**Your instructions:** Reproduce the entire listing word for word.

**Records:**
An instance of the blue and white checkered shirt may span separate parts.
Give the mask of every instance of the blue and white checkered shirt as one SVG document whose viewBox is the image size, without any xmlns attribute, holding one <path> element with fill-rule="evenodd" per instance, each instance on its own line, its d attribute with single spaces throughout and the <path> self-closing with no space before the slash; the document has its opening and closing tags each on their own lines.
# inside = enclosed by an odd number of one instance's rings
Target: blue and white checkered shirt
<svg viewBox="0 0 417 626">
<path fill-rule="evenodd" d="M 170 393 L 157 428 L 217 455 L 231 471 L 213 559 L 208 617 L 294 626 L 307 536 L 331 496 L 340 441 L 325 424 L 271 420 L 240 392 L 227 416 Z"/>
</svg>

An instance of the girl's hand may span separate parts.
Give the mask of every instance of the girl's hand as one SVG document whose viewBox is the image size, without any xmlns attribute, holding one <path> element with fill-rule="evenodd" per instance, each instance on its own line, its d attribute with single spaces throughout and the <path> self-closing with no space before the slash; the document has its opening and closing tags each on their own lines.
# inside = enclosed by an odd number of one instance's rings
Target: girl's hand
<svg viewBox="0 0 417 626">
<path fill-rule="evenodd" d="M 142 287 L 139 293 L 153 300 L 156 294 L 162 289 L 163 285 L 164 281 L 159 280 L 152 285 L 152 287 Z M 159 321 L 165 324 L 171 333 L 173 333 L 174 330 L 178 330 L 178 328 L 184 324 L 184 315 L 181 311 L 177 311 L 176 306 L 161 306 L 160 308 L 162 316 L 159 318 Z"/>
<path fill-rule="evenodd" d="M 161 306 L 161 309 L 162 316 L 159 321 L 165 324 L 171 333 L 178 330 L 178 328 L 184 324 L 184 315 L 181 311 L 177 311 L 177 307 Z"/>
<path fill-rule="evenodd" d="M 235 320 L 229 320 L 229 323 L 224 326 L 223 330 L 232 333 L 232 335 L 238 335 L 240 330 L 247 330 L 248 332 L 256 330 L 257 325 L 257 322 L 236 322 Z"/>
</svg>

**Task result:**
An instance of the blue and white checkered shirt may span separate parts.
Give the mask of every instance of the blue and white checkered shirt as one SVG document whose viewBox is the image size, without any xmlns attribute, holding one <path> element with fill-rule="evenodd" per instance, each instance on its own line, its d attribute with single spaces throughout and the <path> self-closing with no space before the slash; the document has its opening and closing tags each on their own lines.
# inside = enclosed by an odd number of one instance's rings
Target: blue and white checkered shirt
<svg viewBox="0 0 417 626">
<path fill-rule="evenodd" d="M 170 393 L 157 428 L 217 455 L 231 471 L 213 559 L 208 617 L 294 626 L 307 536 L 331 496 L 340 441 L 325 424 L 271 420 L 240 392 L 227 416 Z"/>
</svg>

An instance of the girl's hand may span separate parts.
Give the mask of every instance of the girl's hand as one SVG document whose viewBox is the image size, without any xmlns attribute, holding one <path> element with fill-rule="evenodd" per instance, each instance on its own line, its d attribute with single spaces throughout and the <path> self-closing with no space before the slash; the document has its opening and closing tags each on their own lines.
# inside = enclosed by an odd number of one instance's rings
Target: girl's hand
<svg viewBox="0 0 417 626">
<path fill-rule="evenodd" d="M 142 287 L 139 293 L 153 300 L 156 294 L 162 289 L 163 285 L 164 281 L 159 280 L 152 285 L 152 287 Z M 159 321 L 165 324 L 171 333 L 173 333 L 174 330 L 178 330 L 178 328 L 184 324 L 184 315 L 181 311 L 177 311 L 176 306 L 161 306 L 160 308 L 162 316 L 159 318 Z"/>
<path fill-rule="evenodd" d="M 161 306 L 161 309 L 162 316 L 159 321 L 165 324 L 171 333 L 178 330 L 178 328 L 184 324 L 184 315 L 181 311 L 177 311 L 177 307 Z"/>
<path fill-rule="evenodd" d="M 235 320 L 229 320 L 229 323 L 224 326 L 223 330 L 232 333 L 232 335 L 238 335 L 240 330 L 247 330 L 248 332 L 256 330 L 257 325 L 257 322 L 236 322 Z"/>
</svg>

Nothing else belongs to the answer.